> **Given records**
++++++++

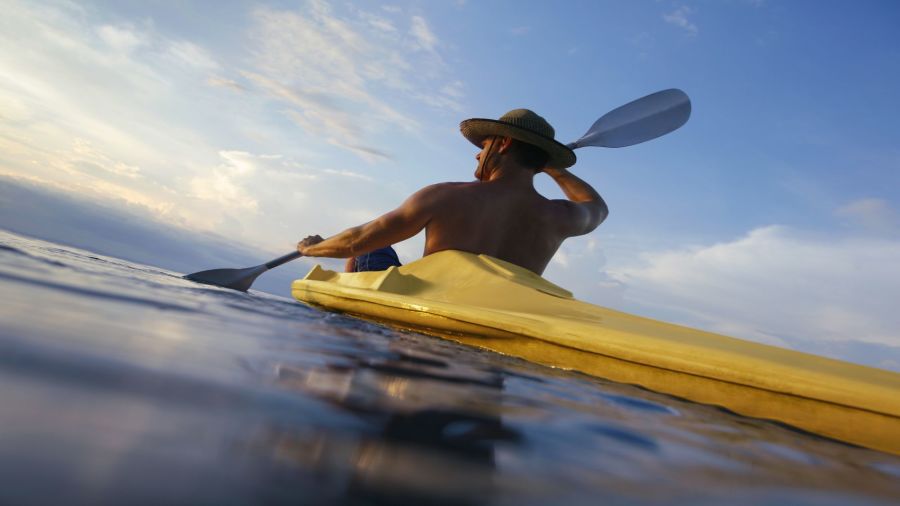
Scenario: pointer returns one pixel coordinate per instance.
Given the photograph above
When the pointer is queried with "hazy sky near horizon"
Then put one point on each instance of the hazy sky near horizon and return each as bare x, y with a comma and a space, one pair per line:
773, 215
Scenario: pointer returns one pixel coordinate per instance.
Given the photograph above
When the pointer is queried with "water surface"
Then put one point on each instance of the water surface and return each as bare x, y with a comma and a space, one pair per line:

++++++++

> **Problem description**
Output the line containing "Then put one point on each instance of the hazy" and each line after it through the close of the entries, unchanged and with no other lines.

> **Written solution**
Then put one point on each instance of the hazy sky near horizon and return each as bare x, y with a comma and a space, one pair per line:
773, 215
Scenario: pointer returns one pixel coordinate per instance.
Given the photograph above
When the pointer is queried with "water surface"
Then put one point on each instance of the water surface and return each as bare x, y with a comma and a space, one pair per line:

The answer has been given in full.